**Required task:** Pictures do not belong in the copy; quote every entry below exactly.

-- BEGIN --

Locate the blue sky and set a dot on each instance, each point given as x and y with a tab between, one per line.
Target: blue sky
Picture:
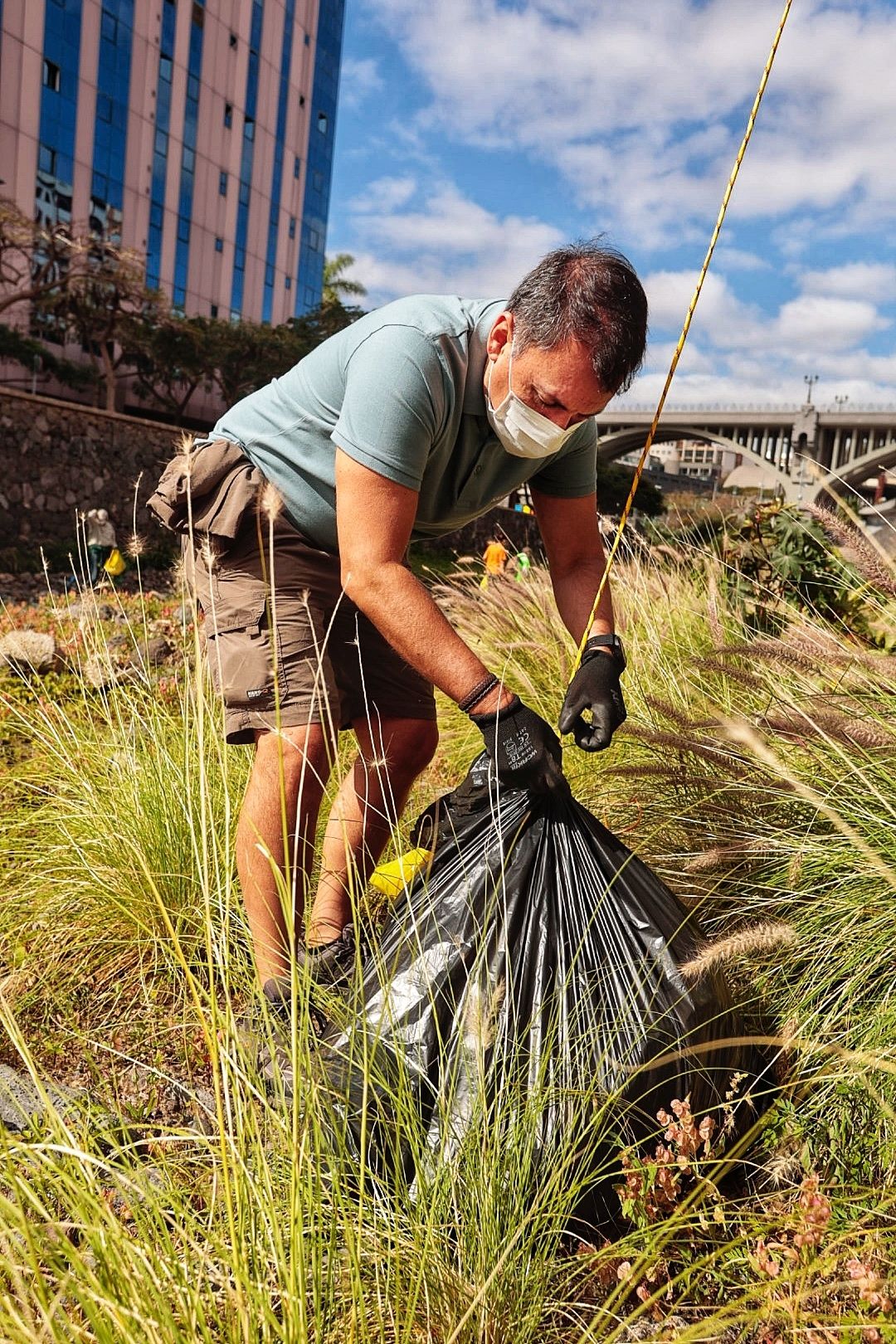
476	134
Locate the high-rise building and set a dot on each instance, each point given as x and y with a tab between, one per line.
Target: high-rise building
199	132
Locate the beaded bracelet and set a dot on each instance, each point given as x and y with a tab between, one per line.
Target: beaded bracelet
477	694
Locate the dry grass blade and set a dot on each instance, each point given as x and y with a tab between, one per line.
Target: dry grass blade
746	945
859	550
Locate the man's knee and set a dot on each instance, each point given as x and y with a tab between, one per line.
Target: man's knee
406	747
295	756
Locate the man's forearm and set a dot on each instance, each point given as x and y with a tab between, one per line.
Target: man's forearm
405	613
575	590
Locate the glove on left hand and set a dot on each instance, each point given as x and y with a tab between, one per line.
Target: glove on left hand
594	687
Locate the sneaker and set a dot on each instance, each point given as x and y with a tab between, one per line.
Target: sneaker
332	964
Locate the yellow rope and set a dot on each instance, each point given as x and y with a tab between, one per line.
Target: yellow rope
674	366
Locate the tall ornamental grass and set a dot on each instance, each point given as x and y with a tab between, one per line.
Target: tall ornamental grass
754	774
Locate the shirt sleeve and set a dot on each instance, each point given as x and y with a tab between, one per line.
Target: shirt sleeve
394	403
574	472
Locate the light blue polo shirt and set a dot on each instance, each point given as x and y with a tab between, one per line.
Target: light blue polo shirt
401	392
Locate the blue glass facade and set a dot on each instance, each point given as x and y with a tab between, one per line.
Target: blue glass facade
58	110
110	125
188	155
246	162
282	104
320	155
160	144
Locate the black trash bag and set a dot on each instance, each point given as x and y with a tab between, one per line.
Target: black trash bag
531	976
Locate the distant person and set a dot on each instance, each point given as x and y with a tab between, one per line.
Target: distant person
494	561
101	542
880	489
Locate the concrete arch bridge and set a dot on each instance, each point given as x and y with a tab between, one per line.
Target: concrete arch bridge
802	452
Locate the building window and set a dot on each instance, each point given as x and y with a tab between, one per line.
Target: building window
47	158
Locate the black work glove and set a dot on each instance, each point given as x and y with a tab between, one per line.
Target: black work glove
524	750
594	687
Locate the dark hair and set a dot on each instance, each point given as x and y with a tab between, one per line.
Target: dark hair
590	293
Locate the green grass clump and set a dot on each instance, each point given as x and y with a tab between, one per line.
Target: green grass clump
754	773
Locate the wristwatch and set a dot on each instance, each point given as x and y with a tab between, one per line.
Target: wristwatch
607	641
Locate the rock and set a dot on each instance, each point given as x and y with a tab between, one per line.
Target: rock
203	1110
650	1332
101	672
28	650
153	650
22	1103
89	611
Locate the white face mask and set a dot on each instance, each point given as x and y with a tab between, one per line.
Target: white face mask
523	431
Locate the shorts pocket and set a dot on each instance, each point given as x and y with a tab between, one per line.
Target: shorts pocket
243	652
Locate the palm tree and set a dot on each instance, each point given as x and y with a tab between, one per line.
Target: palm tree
338	286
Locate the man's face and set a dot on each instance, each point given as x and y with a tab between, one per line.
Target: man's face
558	383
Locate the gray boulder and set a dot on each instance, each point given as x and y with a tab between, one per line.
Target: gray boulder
23	1103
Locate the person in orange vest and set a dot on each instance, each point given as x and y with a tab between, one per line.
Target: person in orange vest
494	561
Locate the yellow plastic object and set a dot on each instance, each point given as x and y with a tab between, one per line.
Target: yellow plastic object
391	878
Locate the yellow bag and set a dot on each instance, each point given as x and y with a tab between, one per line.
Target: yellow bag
116	563
395	877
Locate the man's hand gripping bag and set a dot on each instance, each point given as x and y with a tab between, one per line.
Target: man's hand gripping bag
527	991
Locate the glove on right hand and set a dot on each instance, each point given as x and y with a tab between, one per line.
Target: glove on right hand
524	749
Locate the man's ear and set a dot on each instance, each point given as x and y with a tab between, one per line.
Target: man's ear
500	334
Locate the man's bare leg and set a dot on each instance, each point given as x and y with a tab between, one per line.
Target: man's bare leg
289	774
367	806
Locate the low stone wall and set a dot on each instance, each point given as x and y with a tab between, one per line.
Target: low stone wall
60	457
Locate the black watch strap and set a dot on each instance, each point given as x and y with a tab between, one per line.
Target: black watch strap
606	641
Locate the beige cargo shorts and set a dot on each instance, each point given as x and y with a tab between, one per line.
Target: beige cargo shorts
285	645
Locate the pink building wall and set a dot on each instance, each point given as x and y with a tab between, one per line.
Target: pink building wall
218	149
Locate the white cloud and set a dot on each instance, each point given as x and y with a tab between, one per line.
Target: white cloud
642	105
818	323
386	194
874	281
448	245
358	81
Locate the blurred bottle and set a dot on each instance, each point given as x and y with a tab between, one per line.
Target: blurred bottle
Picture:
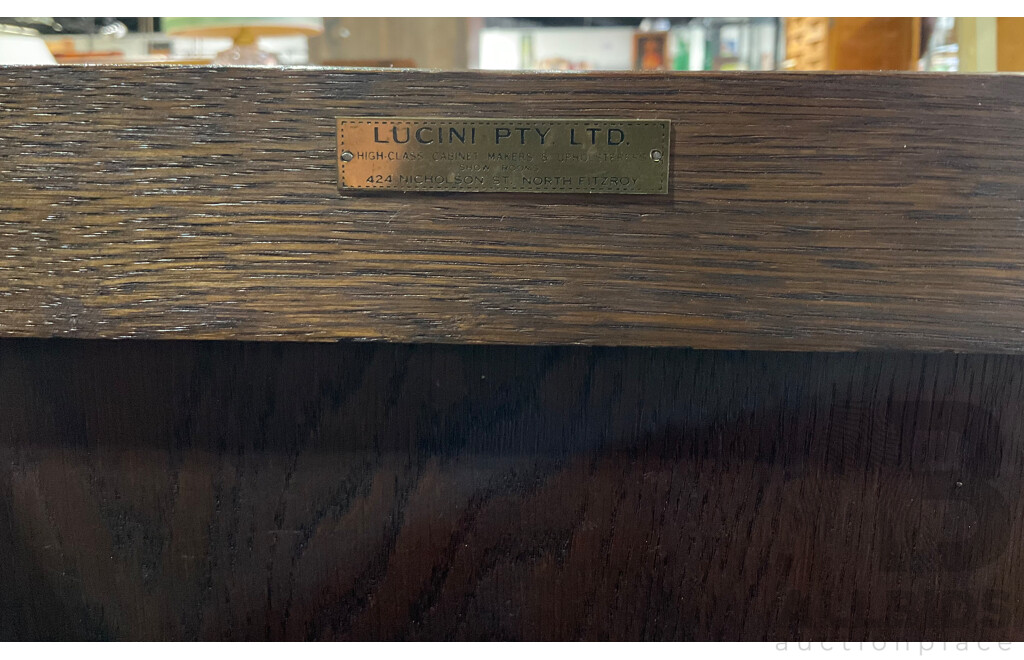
942	52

-- END --

**Answer to this task:**
Locate the blue sky and set a dot on each instance, each point given as x and y with a tab between, one per line.
Target: blue sky
Picture:
476	134
Locate the high-rise building and set a dot on each instance, each point given as x and y with a tab between, one per line.
Target: high-rise building
199	132
Locate the beaded bracelet and set a dot on each instance, each point given as x and y with a tab between, one per line.
Target: beaded bracelet
477	694
Locate the dry grass blade and set a dot on each instance, each point given as x and y with a tab between, one per line.
Target: dry grass blade
746	945
859	550
Locate the man's knee and set a dot on each instance, each point given as x and y with a tab between, one per line.
Target: man's knee
406	747
295	756
Locate the man's forearm and set a dot on each instance, each point given as x and y with a tab between, one per line.
Target: man's forearm
405	613
575	590
Locate the glove on left hand and set a dot on each instance, each point given as x and y with a tab between, one per line.
Target: glove on left hand
594	687
Locate the sneaker and set a dot on each instance, each point given as x and y with a tab between, one per line.
Target: sneaker
332	964
Locate the yellow rope and set a dot on each instance, each point given as x and y with a tab between, one per line.
Target: yellow rope
674	366
Locate the tall ornamental grass and set a dot on each instance, each point given as x and y with a tab between, one per line.
Target: tall ornamental grass
754	774
Locate the shirt sleeve and set a dot on each instance, each point given as x and y with a tab between, one per line.
Target: shirt sleeve
394	403
574	472
Locate the light blue polo shirt and set a dot on each instance, each point given as x and y with a tab between, one per line.
Target: light blue polo shirt
401	392
Locate the blue glass facade and set a dot on each instance, each point given as x and y with a tab between, one per line.
Target: blue glass facade
58	110
110	125
188	155
246	162
282	104
320	155
160	144
Locate the black trash bag and set a dot on each instance, each point given as x and y with a tab between, one per line.
Target: black trash bag
531	976
Locate the distant person and set a dot on each instance, each point given as x and y with a tab between, one per line.
Target: distant person
494	561
101	542
880	489
Locate the concrete arch bridge and set a dot on each instance, each point given as x and y with a tab between, one per line.
Target: concrete arch bridge
802	452
Locate the building window and set a dot on each instance, each point given as x and y with a tab between, one per line.
Target: building window
47	158
Locate the black work glove and set a dot on each instance, each point given as x and y with a tab between, one per line.
Target: black work glove
524	750
594	687
Locate the dark hair and set a dot on each instance, each point given as x and y with a tab between, one per line.
Target: dark hair
590	293
Locate the green grass clump and set a dot on each instance, each point given as x and y with a tab between, one per line.
Target: green grass clump
754	773
Locate the wristwatch and set a dot on each instance, each point given as x and y with a tab between, one per line.
Target: wristwatch
607	641
Locate the rock and set a dot on each instance, each point given as x and y with a tab between, one per line.
Target: rock
203	1110
650	1332
101	672
28	650
153	650
22	1103
89	611
Locate the white face mask and set a dot on each instance, each point given as x and y with a tab between, one per line.
Target: white face mask
523	431
Locate the shorts pocket and set a dot on each instance, each point given as x and y with a tab between, one per line.
Target: shorts pocket
243	652
Locate the palm tree and set a dot on each instance, each point given as x and y with a tab between, one per line.
Target: palm tree
338	286
Locate the man's face and set a dot on each instance, each point given as x and y with a tab between, one per line.
Target: man's face
558	383
Locate the gray boulder and set a dot on each instance, each point given as x and y with a tab between, one per line.
Target: gray boulder
23	1103
Locate the person in orange vest and set a dot on each instance, each point given as x and y with a tab between, one per line.
Target: person in orange vest
494	561
Locate the yellow plastic object and set a dot on each instance, each point given as x and y with a tab between, one per line.
Target: yellow plastic object
391	878
Locate the yellow bag and set a dot on each instance, each point given as x and y with a tab between, one per line.
Target: yellow bag
116	563
395	877
Locate the man's hand gripping bag and set a dot on each instance, each point given as x and y with a tab between, one per line.
Target: man's hand gripping bag
527	991
Locate the glove on right hand and set a dot on each instance, each point given as x and y with a tab between, one per line.
Target: glove on right hand
524	749
Locate the man's ear and set a dot on each instance, each point given as x and y with a tab between, one per line.
Target: man's ear
500	334
Locate the man's bare leg and set a dot on each instance, each point given as x and y with a tab between, one per line.
Target: man's bare leg
289	774
367	806
Locate the low stone wall and set a dot on each instance, each point given as x and y with a tab between, one per line.
Target: low stone wall
60	457
Locate the black watch strap and set a dot on each instance, each point given as x and y with a tab between, one per line.
Target: black watch strap
606	641
Locate the beige cargo shorts and set a dot on each instance, each point given as x and y with a tab between, one per line.
Target: beige cargo shorts
285	645
Locate the pink building wall and set a dot on each instance, each point given as x and y with a tab between, one per line.
Target: pink building wall
218	149
Locate the white cloud and set a dot on each instance, each point given as x and y with a tab between, one per line.
Target: white cloud
642	105
818	323
386	194
874	281
448	245
358	81
Locate the blurred bottle and set a dot on each instance, each point given as x and y with a tab between, one per line.
Target: blurred bottle
Picture:
942	52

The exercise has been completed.